_SELECTION_.
As Brendan noted, the problem can be viewed as counting orbits of a certain set under an action of $S_m\times S_n$. However, the action of $S_m$ just reduces counting sequences to counting multisets, so if we can count orbits of multisets in some other way, we don't need this action and we can just count orbits of multisets under an action of $S_n$.

More generally, we could start with a finite group $G$ acting on a set $T$. Then $G$ acts in a natural way on multisets of elements of $T$. We would like to count orbits under this action of multisets of $m$ elements of $T$. We can do this using (the weighted form of) Burnside's lemma.

it is sufficient to count, for each $g\in G$, the number of $m$-multisets fixed by $g$. But a multiset is fixed by $g$ if and only if it is a multiset union of orbits of $g$ on $T$. In our example, $G$ is the symmetric group $S_n$ and $T$ is also $S_n$, and $G$ acts on $T$ by multiplication. The orbits of $g$ are easy to determine, as described below.

Let's look first at the case $n=2$. There are two permutations of $\{1,2\}$, which I'll denote as $\iota=\binom{1\ 2}{1\ 2}$ and $\tau=\binom{1\ 2}{2\ 1}$. The generating function for multisets of these permutations is $1/(1-x)^2$ (where the weight of a multiset of size $j$ is $x^j$) and this is the same as the generating function for multisets fixed by $\iota$. There is only one orbit of $\tau$, which is all of $S_2$, so multisets fixed by $\tau$ have the same number of copies of $\iota$ and $\tau$, and the generating function for these is $1/(1-x^2)$. So by Burnside's lemma, the number of orbits of multisets is $$\frac12\left(\frac{1}{(1-x)^2} +\frac{1}{1-x^2}\right) =\frac{1}{(1-x)(1-x^2)}. $$

In the general case we need to find the generating function for multisets of elements of $S_n$ fixed by a permutation $\pi\in S_n$. A multiset fixed by $\pi$ must be a multiset union of orbits $\pi$ on $S_n$. Let $o(\pi)$ be the order of $\pi$, that is, the least $k$ such that $\pi^k$ is the identity permutation. Then every orbit of $\pi$ on $S_n$ has $o(\pi)$ elements and there are $n!/o(\pi)$ orbits. Thus the generating function for multisets of these orbits, which is the generating function for multisets of elements of $S_n$ fixed by $\pi$, is $$ \frac{1}{(1-x^{o(\pi)})^{n!/o(\pi)}} $$ and thus the generating function for orbits of multisets under the action of $S_n$ is $$\frac{1}{n!} \sum_{\pi\in S_n} \frac{1}{(1-x^{o(\pi)})^{n!/o(\pi)}}.$$ (If $\pi$ has cycles of length $\lambda_1,\dots, \lambda_k$ then $o(\pi)$ is the least common multiple of $\lambda_1,\dots, \lambda_k$.)

_STATED GOAL A_. Show each line of the records that contains the string "forest", with case counting.

_DATASET RECORDS_.

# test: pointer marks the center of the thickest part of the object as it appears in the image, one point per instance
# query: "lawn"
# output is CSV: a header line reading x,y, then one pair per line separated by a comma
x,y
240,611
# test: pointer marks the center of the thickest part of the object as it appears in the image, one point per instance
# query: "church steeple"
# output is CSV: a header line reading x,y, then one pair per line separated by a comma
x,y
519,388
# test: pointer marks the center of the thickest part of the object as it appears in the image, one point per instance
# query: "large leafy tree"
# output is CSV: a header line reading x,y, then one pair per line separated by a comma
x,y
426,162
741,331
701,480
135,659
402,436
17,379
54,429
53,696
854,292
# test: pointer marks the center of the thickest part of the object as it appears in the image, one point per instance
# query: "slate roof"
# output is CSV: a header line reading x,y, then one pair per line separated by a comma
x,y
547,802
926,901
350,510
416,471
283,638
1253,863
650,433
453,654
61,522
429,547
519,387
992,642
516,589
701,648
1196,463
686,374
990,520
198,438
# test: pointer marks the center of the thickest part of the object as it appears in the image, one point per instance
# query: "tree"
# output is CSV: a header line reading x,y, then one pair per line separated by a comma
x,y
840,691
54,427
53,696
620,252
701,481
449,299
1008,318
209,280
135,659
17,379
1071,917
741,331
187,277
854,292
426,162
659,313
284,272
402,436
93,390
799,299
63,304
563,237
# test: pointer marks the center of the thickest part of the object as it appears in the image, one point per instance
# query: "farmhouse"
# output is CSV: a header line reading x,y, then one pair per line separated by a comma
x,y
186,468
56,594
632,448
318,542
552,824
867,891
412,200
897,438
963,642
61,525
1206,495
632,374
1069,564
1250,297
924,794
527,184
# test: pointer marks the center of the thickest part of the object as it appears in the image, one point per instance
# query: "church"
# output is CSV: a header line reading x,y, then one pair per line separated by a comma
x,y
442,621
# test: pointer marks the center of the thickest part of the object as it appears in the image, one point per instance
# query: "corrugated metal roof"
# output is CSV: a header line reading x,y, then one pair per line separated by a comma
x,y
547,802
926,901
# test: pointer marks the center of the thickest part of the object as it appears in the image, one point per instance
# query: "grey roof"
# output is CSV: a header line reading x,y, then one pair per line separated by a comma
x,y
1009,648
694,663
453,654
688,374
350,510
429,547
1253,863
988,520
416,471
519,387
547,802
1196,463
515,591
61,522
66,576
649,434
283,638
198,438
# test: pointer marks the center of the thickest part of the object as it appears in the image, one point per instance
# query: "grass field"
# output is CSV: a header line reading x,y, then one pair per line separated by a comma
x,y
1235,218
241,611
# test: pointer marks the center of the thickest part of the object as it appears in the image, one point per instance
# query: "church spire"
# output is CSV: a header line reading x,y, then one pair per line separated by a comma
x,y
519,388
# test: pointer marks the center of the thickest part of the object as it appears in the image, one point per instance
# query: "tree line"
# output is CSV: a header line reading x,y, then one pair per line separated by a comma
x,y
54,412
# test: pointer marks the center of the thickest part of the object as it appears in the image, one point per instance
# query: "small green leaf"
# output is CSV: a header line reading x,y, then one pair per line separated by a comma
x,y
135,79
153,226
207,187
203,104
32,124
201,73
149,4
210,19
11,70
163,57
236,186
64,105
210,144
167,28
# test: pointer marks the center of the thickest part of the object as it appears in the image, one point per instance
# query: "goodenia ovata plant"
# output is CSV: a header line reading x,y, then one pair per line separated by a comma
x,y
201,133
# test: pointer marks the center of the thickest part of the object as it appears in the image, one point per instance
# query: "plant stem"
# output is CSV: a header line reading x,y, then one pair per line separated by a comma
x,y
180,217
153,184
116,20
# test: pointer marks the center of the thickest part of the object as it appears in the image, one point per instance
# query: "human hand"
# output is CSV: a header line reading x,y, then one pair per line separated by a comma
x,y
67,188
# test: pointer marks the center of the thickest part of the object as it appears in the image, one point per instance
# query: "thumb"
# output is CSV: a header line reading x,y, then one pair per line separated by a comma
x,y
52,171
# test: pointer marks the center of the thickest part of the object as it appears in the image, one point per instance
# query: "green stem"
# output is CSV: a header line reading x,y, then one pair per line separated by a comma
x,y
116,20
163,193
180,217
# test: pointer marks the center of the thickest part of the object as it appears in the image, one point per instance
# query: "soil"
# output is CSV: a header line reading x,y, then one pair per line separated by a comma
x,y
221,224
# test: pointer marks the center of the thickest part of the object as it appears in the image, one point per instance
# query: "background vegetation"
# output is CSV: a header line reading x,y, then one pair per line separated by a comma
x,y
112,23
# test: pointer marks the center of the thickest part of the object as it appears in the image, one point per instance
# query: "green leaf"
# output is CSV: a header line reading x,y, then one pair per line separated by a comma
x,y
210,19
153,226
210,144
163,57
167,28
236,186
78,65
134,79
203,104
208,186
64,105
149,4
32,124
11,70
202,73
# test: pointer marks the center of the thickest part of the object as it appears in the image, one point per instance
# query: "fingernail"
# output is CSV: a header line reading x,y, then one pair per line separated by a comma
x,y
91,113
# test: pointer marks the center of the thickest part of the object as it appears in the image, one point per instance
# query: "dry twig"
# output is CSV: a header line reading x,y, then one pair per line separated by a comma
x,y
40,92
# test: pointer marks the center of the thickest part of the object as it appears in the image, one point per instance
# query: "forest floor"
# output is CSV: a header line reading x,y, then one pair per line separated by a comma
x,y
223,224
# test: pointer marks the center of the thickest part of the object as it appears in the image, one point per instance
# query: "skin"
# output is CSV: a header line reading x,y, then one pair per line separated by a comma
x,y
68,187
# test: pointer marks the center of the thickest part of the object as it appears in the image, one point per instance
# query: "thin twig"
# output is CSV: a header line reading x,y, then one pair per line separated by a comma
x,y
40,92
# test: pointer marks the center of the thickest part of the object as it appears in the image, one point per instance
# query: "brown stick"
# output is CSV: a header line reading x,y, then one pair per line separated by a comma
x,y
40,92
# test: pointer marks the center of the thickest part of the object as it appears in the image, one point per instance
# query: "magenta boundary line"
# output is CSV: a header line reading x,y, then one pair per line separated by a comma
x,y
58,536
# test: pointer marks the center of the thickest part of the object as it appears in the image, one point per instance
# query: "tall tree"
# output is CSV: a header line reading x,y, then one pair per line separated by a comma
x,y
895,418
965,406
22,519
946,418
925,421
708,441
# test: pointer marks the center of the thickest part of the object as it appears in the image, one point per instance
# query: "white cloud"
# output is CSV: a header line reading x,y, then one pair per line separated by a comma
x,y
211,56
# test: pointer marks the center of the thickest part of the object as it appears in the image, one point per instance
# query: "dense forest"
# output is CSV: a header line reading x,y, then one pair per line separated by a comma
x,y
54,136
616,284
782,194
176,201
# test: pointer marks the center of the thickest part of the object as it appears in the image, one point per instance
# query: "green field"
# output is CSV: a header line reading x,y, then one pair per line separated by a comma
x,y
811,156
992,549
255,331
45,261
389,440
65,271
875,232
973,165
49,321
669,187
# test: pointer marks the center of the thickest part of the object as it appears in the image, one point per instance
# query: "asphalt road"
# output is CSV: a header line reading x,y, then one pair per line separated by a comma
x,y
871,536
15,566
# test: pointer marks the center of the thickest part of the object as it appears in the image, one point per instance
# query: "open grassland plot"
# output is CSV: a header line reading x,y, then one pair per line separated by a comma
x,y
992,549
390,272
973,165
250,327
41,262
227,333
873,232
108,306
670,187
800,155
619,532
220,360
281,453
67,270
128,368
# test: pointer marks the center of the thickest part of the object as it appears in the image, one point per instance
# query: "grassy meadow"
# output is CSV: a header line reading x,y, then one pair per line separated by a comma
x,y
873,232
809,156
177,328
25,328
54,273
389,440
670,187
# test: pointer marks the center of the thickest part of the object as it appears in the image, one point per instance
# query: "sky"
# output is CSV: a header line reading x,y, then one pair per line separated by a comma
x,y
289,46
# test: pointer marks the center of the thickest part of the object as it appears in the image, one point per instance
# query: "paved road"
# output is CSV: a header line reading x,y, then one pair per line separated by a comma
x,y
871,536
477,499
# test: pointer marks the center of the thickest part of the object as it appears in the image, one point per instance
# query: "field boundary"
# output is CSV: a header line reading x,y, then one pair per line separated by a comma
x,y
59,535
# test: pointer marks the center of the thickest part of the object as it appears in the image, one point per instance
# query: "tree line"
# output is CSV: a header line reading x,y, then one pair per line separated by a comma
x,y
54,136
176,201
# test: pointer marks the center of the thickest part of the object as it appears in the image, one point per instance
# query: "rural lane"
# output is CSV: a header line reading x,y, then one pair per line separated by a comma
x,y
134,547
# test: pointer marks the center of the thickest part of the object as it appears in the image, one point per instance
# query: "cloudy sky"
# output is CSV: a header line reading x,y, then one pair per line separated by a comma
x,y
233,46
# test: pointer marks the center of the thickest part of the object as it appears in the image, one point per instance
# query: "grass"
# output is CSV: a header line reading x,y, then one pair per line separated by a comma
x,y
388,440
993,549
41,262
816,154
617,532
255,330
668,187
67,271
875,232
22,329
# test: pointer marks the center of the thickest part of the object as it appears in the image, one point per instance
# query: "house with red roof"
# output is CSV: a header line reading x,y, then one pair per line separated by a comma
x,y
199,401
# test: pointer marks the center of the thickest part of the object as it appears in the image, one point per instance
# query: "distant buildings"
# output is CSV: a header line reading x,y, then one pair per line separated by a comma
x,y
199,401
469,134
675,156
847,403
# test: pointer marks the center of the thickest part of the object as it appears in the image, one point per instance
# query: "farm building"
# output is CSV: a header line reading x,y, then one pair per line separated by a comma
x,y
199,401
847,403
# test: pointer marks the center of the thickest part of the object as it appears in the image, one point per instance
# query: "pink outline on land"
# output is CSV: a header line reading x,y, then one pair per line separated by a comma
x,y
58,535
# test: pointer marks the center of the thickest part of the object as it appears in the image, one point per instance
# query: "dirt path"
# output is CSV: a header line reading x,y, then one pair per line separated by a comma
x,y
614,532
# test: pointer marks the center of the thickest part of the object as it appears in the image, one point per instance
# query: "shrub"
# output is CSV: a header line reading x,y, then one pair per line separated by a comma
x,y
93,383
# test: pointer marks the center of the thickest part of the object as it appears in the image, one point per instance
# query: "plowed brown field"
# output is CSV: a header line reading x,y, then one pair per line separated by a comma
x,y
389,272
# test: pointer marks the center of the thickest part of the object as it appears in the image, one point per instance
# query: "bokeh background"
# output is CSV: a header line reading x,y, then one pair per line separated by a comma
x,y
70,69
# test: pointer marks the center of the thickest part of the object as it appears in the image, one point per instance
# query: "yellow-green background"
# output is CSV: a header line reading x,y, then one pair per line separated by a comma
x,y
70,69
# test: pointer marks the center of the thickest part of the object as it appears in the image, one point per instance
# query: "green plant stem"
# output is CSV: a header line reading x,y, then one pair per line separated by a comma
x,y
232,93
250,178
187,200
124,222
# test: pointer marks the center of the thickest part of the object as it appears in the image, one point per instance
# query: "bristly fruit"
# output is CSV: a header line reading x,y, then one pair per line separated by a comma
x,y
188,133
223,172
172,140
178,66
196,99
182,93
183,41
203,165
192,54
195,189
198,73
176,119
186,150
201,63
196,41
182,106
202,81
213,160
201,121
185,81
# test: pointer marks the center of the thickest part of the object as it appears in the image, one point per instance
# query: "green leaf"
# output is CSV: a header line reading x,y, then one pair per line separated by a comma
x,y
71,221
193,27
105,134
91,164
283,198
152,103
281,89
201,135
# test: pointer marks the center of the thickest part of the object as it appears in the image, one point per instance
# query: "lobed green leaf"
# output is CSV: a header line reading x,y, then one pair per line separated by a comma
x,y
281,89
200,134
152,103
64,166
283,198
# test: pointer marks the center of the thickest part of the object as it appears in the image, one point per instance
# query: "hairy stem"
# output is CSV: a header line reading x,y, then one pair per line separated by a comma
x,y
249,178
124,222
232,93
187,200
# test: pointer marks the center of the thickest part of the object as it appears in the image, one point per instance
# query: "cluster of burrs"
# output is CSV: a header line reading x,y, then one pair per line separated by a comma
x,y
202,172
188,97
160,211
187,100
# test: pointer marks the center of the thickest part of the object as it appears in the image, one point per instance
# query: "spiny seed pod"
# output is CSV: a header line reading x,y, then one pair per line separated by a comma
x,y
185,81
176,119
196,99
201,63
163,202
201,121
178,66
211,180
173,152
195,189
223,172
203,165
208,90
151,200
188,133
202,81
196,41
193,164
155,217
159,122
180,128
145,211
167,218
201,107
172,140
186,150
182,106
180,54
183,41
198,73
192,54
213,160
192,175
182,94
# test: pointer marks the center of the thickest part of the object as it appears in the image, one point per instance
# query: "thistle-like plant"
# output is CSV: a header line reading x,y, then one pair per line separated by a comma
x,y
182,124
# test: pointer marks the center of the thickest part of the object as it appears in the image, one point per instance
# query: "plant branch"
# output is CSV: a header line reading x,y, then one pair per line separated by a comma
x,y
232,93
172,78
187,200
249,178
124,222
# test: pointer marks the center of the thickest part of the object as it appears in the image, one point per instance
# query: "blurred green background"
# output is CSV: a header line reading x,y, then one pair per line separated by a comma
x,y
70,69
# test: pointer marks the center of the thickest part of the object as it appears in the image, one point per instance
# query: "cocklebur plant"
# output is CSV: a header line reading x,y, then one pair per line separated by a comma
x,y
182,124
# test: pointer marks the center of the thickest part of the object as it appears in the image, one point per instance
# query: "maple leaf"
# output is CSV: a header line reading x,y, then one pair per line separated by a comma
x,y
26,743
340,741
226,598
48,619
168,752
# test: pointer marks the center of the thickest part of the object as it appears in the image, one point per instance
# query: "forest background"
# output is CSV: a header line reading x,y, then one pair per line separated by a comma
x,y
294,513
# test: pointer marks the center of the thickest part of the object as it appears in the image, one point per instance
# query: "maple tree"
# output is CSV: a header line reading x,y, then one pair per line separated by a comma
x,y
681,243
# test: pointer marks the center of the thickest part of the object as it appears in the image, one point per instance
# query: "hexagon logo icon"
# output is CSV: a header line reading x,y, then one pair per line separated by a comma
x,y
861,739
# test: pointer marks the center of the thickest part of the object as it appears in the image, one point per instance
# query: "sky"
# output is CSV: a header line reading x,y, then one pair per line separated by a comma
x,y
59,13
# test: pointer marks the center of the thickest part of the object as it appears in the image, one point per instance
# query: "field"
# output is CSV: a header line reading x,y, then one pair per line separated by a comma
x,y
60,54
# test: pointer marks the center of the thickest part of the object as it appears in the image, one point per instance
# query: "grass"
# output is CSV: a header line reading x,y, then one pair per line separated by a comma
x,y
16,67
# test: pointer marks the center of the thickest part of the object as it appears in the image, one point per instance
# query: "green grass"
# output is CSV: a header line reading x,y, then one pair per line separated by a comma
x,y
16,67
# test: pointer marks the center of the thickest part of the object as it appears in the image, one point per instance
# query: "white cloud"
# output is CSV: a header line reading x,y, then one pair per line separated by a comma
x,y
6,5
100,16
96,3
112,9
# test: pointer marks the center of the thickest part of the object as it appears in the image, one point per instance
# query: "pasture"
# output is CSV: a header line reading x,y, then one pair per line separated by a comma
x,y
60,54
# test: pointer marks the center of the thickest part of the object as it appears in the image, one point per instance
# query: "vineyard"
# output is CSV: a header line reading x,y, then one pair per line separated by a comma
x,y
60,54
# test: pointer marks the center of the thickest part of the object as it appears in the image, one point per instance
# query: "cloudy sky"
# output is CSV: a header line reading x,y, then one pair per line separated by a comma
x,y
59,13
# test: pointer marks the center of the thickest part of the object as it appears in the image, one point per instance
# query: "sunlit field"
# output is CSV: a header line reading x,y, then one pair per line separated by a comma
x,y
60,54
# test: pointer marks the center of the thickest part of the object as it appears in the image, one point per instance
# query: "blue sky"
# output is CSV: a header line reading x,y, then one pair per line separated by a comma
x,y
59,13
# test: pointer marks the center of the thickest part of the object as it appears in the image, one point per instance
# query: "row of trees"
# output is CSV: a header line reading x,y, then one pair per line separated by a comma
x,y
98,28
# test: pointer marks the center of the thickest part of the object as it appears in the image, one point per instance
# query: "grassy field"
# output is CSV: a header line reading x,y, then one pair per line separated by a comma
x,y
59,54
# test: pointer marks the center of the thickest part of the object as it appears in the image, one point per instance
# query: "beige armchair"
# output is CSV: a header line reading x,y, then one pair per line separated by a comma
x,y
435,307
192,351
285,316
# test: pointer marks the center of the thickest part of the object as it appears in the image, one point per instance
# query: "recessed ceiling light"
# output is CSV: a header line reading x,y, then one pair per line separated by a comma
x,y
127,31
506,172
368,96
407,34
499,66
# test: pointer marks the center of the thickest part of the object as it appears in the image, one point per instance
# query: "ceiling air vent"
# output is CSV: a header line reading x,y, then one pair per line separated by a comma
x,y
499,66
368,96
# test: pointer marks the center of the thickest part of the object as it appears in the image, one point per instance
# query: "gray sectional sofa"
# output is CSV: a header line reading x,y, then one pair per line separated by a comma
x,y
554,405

_STATED GOAL B_. Duplicate the passage of the text on counting orbits of multisets, starting with "More generally, we" and going on through "as described below.".

_TASK ANSWER A_.
# query: "forest floor"
# query: "dense forest"
# query: "forest background"

_TASK ANSWER B_.
More generally, we could start with a finite group $G$ acting on a set $T$. Then $G$ acts in a natural way on multisets of elements of $T$. We would like to count orbits under this action of multisets of $m$ elements of $T$. We can do this using (the weighted form of) Burnside's lemma.

it is sufficient to count, for each $g\in G$, the number of $m$-multisets fixed by $g$. But a multiset is fixed by $g$ if and only if it is a multiset union of orbits of $g$ on $T$. In our example, $G$ is the symmetric group $S_n$ and $T$ is also $S_n$, and $G$ acts on $T$ by multiplication. The orbits of $g$ are easy to determine, as described below.